— START OF Provided entries —

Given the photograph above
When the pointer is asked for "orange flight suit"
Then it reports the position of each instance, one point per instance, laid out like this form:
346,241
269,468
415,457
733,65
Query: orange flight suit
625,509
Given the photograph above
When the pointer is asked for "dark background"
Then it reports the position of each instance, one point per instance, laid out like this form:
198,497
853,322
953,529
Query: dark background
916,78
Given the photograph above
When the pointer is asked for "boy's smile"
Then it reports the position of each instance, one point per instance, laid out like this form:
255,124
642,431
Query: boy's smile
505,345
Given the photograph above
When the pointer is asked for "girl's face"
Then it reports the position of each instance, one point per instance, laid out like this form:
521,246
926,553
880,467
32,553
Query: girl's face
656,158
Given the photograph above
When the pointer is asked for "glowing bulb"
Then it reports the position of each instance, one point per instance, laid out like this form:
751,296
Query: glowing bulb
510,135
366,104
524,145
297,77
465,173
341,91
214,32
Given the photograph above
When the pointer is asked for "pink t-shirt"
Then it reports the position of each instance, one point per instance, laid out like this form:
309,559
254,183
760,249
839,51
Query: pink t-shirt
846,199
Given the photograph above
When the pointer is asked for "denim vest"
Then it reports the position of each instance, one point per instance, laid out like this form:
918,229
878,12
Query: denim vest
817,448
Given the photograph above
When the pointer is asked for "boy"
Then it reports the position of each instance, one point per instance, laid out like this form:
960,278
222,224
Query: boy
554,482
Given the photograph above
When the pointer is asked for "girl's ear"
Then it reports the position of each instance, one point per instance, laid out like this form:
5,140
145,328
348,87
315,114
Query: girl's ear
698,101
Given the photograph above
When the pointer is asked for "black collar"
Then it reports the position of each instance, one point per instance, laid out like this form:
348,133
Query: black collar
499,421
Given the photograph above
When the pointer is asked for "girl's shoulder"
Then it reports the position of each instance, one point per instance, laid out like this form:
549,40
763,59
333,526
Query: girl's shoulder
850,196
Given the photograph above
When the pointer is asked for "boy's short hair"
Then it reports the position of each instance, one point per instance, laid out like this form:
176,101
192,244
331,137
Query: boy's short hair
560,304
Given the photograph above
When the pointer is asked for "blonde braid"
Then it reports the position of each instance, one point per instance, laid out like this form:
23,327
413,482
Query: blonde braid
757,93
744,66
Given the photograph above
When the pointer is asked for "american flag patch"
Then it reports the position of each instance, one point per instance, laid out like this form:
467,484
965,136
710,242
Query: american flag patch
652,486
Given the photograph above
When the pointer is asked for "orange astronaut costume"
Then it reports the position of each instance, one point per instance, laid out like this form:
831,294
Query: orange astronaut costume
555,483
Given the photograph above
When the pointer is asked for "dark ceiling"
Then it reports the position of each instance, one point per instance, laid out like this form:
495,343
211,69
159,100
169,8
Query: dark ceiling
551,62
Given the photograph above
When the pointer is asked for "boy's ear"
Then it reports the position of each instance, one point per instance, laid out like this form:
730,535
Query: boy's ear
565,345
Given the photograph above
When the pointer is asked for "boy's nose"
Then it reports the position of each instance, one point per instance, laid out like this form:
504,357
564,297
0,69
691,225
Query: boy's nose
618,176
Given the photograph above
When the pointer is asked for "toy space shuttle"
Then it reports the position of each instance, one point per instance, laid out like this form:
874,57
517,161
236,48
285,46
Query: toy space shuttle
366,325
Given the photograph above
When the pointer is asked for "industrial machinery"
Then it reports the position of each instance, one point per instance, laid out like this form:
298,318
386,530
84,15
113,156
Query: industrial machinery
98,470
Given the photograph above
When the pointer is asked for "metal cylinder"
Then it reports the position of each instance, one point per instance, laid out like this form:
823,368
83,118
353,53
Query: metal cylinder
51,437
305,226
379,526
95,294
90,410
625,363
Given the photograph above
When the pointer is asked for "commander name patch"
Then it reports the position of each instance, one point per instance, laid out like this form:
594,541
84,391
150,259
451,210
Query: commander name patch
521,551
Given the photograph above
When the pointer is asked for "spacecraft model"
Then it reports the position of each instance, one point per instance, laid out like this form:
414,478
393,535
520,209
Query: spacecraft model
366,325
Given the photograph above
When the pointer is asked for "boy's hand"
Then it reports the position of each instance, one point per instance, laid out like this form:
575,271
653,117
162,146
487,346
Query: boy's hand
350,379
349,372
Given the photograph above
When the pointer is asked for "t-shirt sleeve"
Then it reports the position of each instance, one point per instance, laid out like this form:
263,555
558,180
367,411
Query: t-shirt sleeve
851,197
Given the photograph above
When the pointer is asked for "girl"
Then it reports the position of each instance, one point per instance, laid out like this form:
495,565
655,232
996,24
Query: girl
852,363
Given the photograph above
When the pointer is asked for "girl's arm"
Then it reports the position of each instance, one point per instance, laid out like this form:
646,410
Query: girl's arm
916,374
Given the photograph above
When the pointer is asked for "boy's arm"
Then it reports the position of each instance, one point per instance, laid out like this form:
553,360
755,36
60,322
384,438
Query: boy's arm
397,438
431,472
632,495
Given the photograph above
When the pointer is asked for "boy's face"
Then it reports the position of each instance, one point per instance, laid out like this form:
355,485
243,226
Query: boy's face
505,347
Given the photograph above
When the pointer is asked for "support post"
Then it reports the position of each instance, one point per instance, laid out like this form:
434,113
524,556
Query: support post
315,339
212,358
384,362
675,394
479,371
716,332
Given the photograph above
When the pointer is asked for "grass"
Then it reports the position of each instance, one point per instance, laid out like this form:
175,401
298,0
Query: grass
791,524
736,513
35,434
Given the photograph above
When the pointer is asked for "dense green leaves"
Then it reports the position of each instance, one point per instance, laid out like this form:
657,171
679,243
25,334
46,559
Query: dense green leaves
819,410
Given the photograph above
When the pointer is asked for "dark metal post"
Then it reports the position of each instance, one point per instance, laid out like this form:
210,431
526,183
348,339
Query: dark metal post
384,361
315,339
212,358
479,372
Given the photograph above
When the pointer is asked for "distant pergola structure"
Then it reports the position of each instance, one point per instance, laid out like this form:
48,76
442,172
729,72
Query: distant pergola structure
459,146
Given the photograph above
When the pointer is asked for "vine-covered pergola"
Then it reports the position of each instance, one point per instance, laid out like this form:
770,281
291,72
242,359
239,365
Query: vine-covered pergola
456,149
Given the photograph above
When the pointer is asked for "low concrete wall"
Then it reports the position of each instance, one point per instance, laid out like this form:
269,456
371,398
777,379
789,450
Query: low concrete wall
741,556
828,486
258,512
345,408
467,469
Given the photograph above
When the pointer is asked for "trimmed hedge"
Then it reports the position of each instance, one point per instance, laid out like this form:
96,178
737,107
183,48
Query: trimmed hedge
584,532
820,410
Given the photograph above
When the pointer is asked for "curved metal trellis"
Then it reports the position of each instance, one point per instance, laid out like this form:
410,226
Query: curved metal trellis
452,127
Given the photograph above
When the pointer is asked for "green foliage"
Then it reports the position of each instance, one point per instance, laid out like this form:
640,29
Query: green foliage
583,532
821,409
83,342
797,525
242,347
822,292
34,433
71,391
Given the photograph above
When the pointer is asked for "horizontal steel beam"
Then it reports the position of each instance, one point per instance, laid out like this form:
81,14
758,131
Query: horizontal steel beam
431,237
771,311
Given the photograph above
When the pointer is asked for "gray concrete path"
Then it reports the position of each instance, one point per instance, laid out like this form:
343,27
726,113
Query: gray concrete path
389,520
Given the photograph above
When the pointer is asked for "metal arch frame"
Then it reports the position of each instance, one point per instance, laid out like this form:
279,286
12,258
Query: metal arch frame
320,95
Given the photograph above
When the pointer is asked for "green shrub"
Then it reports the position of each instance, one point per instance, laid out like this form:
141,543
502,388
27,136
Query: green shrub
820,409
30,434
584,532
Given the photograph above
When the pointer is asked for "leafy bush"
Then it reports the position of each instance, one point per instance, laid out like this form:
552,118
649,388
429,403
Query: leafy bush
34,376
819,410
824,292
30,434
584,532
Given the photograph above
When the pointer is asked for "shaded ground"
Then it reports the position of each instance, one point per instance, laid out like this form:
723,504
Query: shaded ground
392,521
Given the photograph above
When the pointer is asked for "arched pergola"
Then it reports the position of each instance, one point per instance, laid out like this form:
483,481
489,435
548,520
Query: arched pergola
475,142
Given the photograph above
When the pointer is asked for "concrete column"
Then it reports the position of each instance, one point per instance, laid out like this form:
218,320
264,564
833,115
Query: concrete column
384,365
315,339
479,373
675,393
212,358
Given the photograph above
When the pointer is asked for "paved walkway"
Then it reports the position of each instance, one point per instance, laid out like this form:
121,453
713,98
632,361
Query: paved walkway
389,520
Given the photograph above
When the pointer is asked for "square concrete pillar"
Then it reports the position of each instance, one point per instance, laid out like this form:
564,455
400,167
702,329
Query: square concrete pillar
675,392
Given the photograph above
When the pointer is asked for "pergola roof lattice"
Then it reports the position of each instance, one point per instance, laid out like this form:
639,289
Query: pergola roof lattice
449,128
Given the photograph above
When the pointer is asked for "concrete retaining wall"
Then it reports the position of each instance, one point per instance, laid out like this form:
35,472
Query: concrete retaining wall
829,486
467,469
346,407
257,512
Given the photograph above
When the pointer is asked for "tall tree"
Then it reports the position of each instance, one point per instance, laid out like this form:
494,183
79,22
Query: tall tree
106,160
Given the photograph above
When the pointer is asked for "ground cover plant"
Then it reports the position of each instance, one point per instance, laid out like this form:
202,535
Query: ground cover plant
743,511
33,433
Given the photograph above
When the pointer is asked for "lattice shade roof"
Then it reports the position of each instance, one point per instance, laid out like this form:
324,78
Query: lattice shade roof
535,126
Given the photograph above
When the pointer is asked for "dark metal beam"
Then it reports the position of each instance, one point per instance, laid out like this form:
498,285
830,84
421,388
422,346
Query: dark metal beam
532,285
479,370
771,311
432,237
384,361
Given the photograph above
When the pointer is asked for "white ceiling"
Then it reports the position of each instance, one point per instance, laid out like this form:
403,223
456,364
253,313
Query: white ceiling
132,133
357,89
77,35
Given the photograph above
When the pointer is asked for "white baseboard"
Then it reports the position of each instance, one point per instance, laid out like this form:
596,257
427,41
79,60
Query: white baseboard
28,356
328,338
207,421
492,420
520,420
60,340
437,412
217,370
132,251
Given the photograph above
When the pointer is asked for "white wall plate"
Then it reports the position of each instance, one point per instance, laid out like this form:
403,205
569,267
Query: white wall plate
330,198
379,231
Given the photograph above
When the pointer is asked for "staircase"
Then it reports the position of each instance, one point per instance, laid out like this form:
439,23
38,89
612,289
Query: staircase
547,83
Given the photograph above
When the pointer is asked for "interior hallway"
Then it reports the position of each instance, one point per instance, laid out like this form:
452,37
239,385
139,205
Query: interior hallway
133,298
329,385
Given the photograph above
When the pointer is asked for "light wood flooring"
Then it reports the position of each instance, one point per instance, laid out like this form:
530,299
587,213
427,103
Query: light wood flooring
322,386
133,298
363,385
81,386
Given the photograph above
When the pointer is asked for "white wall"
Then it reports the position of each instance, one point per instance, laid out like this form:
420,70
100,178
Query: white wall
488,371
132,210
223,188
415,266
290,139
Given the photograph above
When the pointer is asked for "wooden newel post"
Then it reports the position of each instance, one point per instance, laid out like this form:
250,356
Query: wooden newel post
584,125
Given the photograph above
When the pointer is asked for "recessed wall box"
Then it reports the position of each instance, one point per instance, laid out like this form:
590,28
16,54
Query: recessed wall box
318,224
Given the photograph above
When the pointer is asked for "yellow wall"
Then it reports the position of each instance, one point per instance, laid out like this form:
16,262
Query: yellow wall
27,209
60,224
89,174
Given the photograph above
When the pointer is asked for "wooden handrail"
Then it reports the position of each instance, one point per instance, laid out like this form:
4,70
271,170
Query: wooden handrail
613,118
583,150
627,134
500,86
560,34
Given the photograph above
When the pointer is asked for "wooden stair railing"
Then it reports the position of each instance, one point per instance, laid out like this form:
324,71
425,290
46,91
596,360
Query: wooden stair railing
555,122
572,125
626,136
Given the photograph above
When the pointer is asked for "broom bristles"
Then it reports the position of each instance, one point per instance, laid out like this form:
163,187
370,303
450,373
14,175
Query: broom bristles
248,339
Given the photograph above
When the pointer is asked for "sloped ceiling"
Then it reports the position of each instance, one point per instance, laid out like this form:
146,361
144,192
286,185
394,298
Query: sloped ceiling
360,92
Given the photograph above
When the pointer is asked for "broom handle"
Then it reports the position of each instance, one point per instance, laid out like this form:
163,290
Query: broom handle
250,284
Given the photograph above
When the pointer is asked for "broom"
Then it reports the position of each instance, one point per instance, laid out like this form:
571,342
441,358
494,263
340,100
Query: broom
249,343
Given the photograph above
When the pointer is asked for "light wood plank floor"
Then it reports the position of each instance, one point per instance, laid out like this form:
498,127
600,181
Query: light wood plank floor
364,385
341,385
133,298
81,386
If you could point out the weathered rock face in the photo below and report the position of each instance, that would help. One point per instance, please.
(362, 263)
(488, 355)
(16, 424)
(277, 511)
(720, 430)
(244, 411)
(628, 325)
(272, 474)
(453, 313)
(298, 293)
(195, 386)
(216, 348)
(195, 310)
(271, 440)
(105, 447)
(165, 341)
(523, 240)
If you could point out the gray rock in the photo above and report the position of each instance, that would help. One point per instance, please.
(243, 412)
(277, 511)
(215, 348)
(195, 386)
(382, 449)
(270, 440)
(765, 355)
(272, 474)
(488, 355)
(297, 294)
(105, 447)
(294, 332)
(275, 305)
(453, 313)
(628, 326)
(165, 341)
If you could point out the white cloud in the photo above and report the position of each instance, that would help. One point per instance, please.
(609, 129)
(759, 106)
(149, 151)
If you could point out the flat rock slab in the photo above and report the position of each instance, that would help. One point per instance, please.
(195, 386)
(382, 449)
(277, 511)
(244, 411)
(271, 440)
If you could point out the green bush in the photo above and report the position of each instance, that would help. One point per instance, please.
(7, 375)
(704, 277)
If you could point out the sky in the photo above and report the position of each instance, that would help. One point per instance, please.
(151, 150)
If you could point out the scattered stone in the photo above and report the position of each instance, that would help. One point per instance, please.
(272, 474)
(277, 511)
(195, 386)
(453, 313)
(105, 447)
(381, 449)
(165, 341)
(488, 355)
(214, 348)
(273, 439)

— END OF Provided entries —

*Instructions to follow*
Nothing but the lines from the one with "If you could point out the flat" through the last line should be repeated, each exactly as it stands.

*Response for this exercise*
If you could point out the flat rock slab in the photo above and report the position of each instance, that would help. One point per instance, please.
(195, 386)
(382, 449)
(277, 511)
(244, 411)
(271, 440)
If you could point out the green bush in the photo above and report the position of each instance, that would help. One point per instance, please.
(7, 375)
(704, 277)
If you could point out the sky in the photo above and report the position of each instance, that would help. One point per instance, please.
(151, 150)
If you could point out the scattered stone in the photo above and report the position of each instance, that would help. One point per instance, please.
(272, 474)
(277, 511)
(195, 386)
(453, 313)
(105, 447)
(381, 449)
(165, 341)
(488, 355)
(214, 348)
(273, 439)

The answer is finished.